Take the entries below and write them out exactly, with each picture removed.

* [Source material]

..........

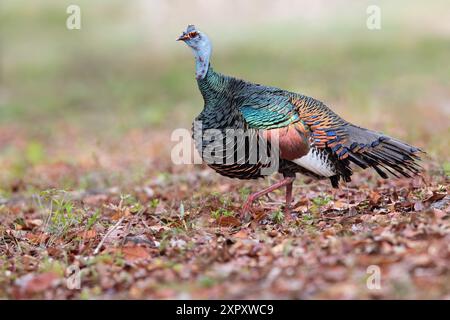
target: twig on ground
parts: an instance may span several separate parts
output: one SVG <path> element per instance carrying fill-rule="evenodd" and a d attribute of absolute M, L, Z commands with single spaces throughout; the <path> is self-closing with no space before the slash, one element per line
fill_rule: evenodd
<path fill-rule="evenodd" d="M 131 228 L 131 224 L 133 223 L 133 221 L 138 220 L 138 219 L 141 217 L 141 215 L 142 215 L 146 210 L 147 210 L 146 207 L 143 208 L 143 209 L 141 209 L 141 210 L 139 210 L 139 212 L 136 213 L 136 214 L 133 216 L 132 219 L 130 219 L 130 221 L 128 222 L 127 226 L 125 227 L 125 232 L 124 232 L 124 237 L 123 237 L 123 240 L 122 240 L 122 245 L 124 245 L 125 242 L 126 242 L 126 240 L 127 240 L 127 236 L 128 236 L 128 234 L 130 233 L 130 228 Z"/>
<path fill-rule="evenodd" d="M 114 230 L 116 230 L 116 229 L 120 226 L 120 224 L 122 223 L 122 221 L 123 221 L 124 219 L 125 219 L 125 216 L 122 216 L 122 217 L 119 219 L 119 221 L 117 221 L 117 223 L 116 223 L 112 228 L 110 228 L 110 229 L 108 230 L 108 232 L 106 232 L 105 236 L 102 238 L 102 240 L 100 241 L 100 243 L 98 244 L 98 246 L 95 248 L 95 250 L 94 250 L 94 252 L 93 252 L 93 255 L 94 255 L 94 256 L 98 254 L 98 252 L 100 251 L 100 249 L 101 249 L 103 243 L 105 242 L 105 240 L 109 237 L 109 235 L 110 235 Z"/>

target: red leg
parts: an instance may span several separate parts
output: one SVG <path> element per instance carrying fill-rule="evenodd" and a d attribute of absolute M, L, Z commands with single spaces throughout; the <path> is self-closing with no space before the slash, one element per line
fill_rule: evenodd
<path fill-rule="evenodd" d="M 288 194 L 289 198 L 292 199 L 292 183 L 294 182 L 295 177 L 285 177 L 283 180 L 271 185 L 270 187 L 263 189 L 261 191 L 252 193 L 248 198 L 247 201 L 244 204 L 244 207 L 242 209 L 242 216 L 244 217 L 247 213 L 251 211 L 251 207 L 253 202 L 257 200 L 258 198 L 262 197 L 265 194 L 268 194 L 269 192 L 272 192 L 274 190 L 280 189 L 284 186 L 286 186 L 286 201 L 288 200 Z M 289 200 L 289 204 L 290 204 Z"/>
<path fill-rule="evenodd" d="M 286 185 L 286 205 L 284 206 L 284 213 L 287 215 L 291 213 L 292 184 L 293 184 L 293 180 L 291 183 Z"/>

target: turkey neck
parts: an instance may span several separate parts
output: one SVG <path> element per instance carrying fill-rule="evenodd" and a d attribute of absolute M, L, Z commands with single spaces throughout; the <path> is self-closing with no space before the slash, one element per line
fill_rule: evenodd
<path fill-rule="evenodd" d="M 228 82 L 227 78 L 223 74 L 215 72 L 211 65 L 209 65 L 206 76 L 197 79 L 198 88 L 205 101 L 205 106 L 215 103 L 217 98 L 223 94 Z"/>
<path fill-rule="evenodd" d="M 242 128 L 243 118 L 238 107 L 233 103 L 230 86 L 235 79 L 215 72 L 211 66 L 203 79 L 197 79 L 198 88 L 205 102 L 198 120 L 203 121 L 204 128 Z"/>

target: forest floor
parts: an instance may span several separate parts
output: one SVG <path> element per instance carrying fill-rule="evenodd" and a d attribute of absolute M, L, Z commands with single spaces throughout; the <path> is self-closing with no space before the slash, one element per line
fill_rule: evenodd
<path fill-rule="evenodd" d="M 0 298 L 450 298 L 448 172 L 429 157 L 415 179 L 299 177 L 290 217 L 283 191 L 242 222 L 269 179 L 173 165 L 169 134 L 89 149 L 67 130 L 42 161 L 3 129 L 24 162 L 0 198 Z"/>

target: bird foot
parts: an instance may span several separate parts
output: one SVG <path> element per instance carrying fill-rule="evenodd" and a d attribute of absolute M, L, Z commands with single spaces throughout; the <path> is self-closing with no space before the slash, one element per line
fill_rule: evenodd
<path fill-rule="evenodd" d="M 240 217 L 245 220 L 247 218 L 248 214 L 250 213 L 251 216 L 253 218 L 255 218 L 255 215 L 254 215 L 254 213 L 252 211 L 252 205 L 255 202 L 255 200 L 260 198 L 260 197 L 262 197 L 262 196 L 264 196 L 264 195 L 267 195 L 268 193 L 270 193 L 270 192 L 272 192 L 274 190 L 280 189 L 283 186 L 287 187 L 287 189 L 286 189 L 287 190 L 286 191 L 287 192 L 287 194 L 286 194 L 286 203 L 290 204 L 291 203 L 291 197 L 292 197 L 292 183 L 293 183 L 294 179 L 295 179 L 295 177 L 285 177 L 280 182 L 277 182 L 277 183 L 271 185 L 270 187 L 268 187 L 266 189 L 263 189 L 263 190 L 261 190 L 259 192 L 252 193 L 251 195 L 249 195 L 248 198 L 247 198 L 247 201 L 245 202 L 244 206 L 242 207 L 242 211 L 241 211 Z M 288 206 L 288 208 L 290 209 L 290 205 Z"/>
<path fill-rule="evenodd" d="M 247 199 L 247 201 L 244 203 L 244 206 L 242 207 L 240 217 L 243 220 L 247 220 L 249 216 L 253 218 L 253 202 L 256 200 L 256 198 L 253 195 L 250 195 Z"/>
<path fill-rule="evenodd" d="M 286 221 L 292 220 L 292 206 L 286 206 L 283 208 L 284 218 Z"/>
<path fill-rule="evenodd" d="M 283 208 L 283 213 L 285 214 L 285 215 L 288 215 L 288 214 L 291 214 L 291 212 L 292 212 L 292 208 L 289 206 L 289 207 L 284 207 Z"/>

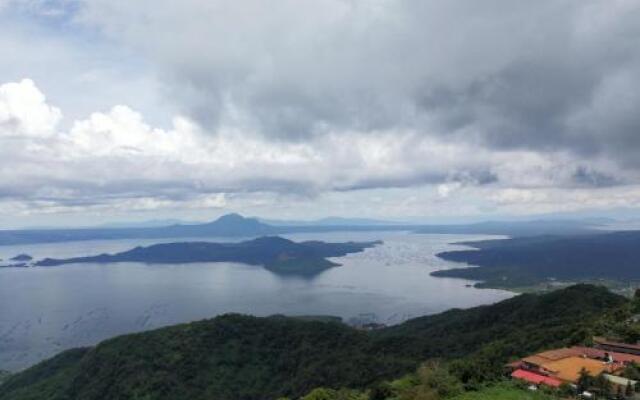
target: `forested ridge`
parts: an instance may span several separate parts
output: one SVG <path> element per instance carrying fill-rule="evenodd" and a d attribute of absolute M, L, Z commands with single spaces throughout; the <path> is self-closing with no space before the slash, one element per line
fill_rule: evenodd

..........

* [Response to this exercise]
target: twig on ground
parts: an instance may span several separate parts
output: one SVG <path> element per instance carrying fill-rule="evenodd" and a d attribute of absolute M, L, Z commands with single spaces throughout; the <path> is self-closing with no space before the slash, one element per line
fill_rule: evenodd
<path fill-rule="evenodd" d="M 131 228 L 131 224 L 133 223 L 133 221 L 138 220 L 138 219 L 141 217 L 141 215 L 142 215 L 146 210 L 147 210 L 146 207 L 143 208 L 143 209 L 141 209 L 141 210 L 139 210 L 139 212 L 136 213 L 136 214 L 133 216 L 132 219 L 130 219 L 130 221 L 128 222 L 127 226 L 125 227 L 125 232 L 124 232 L 124 237 L 123 237 L 123 240 L 122 240 L 122 245 L 124 245 L 125 242 L 126 242 L 126 240 L 127 240 L 127 236 L 128 236 L 128 234 L 130 233 L 130 228 Z"/>
<path fill-rule="evenodd" d="M 114 230 L 116 230 L 116 229 L 120 226 L 120 224 L 122 223 L 122 221 L 123 221 L 124 219 L 125 219 L 125 216 L 122 216 L 122 217 L 119 219 L 119 221 L 117 221 L 117 223 L 116 223 L 112 228 L 110 228 L 110 229 L 108 230 L 108 232 L 106 232 L 105 236 L 102 238 L 102 240 L 100 241 L 100 243 L 98 244 L 98 246 L 95 248 L 95 250 L 94 250 L 94 252 L 93 252 L 93 255 L 94 255 L 94 256 L 98 254 L 98 252 L 100 251 L 100 249 L 101 249 L 103 243 L 105 242 L 105 240 L 109 237 L 109 235 L 110 235 Z"/>

target: red leg
parts: an instance may span several separate parts
output: one SVG <path> element per instance carrying fill-rule="evenodd" and a d attribute of absolute M, L, Z commands with single spaces throughout; the <path> is self-closing with no space before the slash, one element per line
fill_rule: evenodd
<path fill-rule="evenodd" d="M 288 194 L 289 198 L 292 199 L 292 183 L 294 182 L 295 177 L 285 177 L 283 180 L 271 185 L 270 187 L 263 189 L 261 191 L 252 193 L 248 198 L 247 201 L 244 204 L 244 207 L 242 209 L 242 216 L 244 217 L 247 213 L 251 211 L 251 207 L 253 202 L 257 200 L 258 198 L 262 197 L 265 194 L 268 194 L 269 192 L 272 192 L 274 190 L 280 189 L 284 186 L 286 186 L 286 201 L 288 200 Z M 289 200 L 289 204 L 290 204 Z"/>
<path fill-rule="evenodd" d="M 286 185 L 286 205 L 284 206 L 284 213 L 287 215 L 291 213 L 292 184 L 293 184 L 293 180 L 291 183 Z"/>

target: turkey neck
parts: an instance may span several separate parts
output: one SVG <path> element per instance carrying fill-rule="evenodd" and a d attribute of absolute M, L, Z commands with single spaces throughout; the <path> is self-closing with no space before the slash, one element per line
fill_rule: evenodd
<path fill-rule="evenodd" d="M 228 82 L 227 78 L 223 74 L 215 72 L 211 65 L 209 65 L 206 76 L 197 79 L 198 88 L 205 101 L 205 106 L 215 103 L 217 98 L 223 94 Z"/>
<path fill-rule="evenodd" d="M 242 128 L 243 118 L 238 107 L 233 103 L 230 86 L 235 79 L 215 72 L 211 66 L 203 79 L 197 79 L 198 88 L 205 102 L 198 120 L 203 121 L 204 128 Z"/>

target: forest floor
parts: an instance may span several separate parts
output: one SVG <path> element per instance carrying fill-rule="evenodd" and a d attribute of absolute M, L, Z commands with single spaces throughout; the <path> is self-closing with no space before the slash, one element per line
fill_rule: evenodd
<path fill-rule="evenodd" d="M 0 298 L 450 298 L 448 172 L 429 157 L 415 179 L 299 177 L 290 217 L 283 191 L 242 222 L 269 179 L 173 165 L 169 134 L 89 149 L 67 130 L 42 161 L 3 129 L 24 162 L 0 198 Z"/>

target: bird foot
parts: an instance may span several separate parts
output: one SVG <path> element per instance carrying fill-rule="evenodd" and a d attribute of absolute M, L, Z commands with single spaces throughout; the <path> is self-closing with no space before the slash, one element per line
fill_rule: evenodd
<path fill-rule="evenodd" d="M 240 217 L 245 220 L 247 218 L 248 214 L 250 213 L 251 216 L 253 218 L 255 218 L 255 215 L 254 215 L 254 213 L 252 211 L 252 205 L 255 202 L 255 200 L 260 198 L 260 197 L 262 197 L 262 196 L 264 196 L 264 195 L 267 195 L 268 193 L 270 193 L 270 192 L 272 192 L 274 190 L 280 189 L 283 186 L 287 187 L 287 189 L 286 189 L 287 190 L 286 191 L 287 192 L 287 194 L 286 194 L 286 203 L 290 204 L 291 203 L 291 197 L 292 197 L 292 183 L 293 183 L 294 179 L 295 179 L 295 177 L 285 177 L 280 182 L 277 182 L 277 183 L 271 185 L 270 187 L 268 187 L 266 189 L 263 189 L 263 190 L 261 190 L 259 192 L 252 193 L 251 195 L 249 195 L 248 198 L 247 198 L 247 201 L 245 202 L 244 206 L 242 207 L 242 211 L 241 211 Z M 288 206 L 288 208 L 290 209 L 290 205 Z"/>
<path fill-rule="evenodd" d="M 247 199 L 247 201 L 244 203 L 244 206 L 242 207 L 240 217 L 243 220 L 247 220 L 249 216 L 253 218 L 253 202 L 256 200 L 256 198 L 253 195 L 250 195 Z"/>
<path fill-rule="evenodd" d="M 286 221 L 292 220 L 292 206 L 286 206 L 283 208 L 284 218 Z"/>
<path fill-rule="evenodd" d="M 283 208 L 283 213 L 285 214 L 285 215 L 288 215 L 288 214 L 291 214 L 291 212 L 292 212 L 292 208 L 289 206 L 289 207 L 284 207 Z"/>

target: `forested ridge`
parts: an instance may span several separate parts
output: one SVG <path> element per instance carrying fill-rule="evenodd" and a d attribute of absolute M, L, Z commands with single spaces throughout; the <path> is self-closing with no space before the slash, one element per line
fill_rule: evenodd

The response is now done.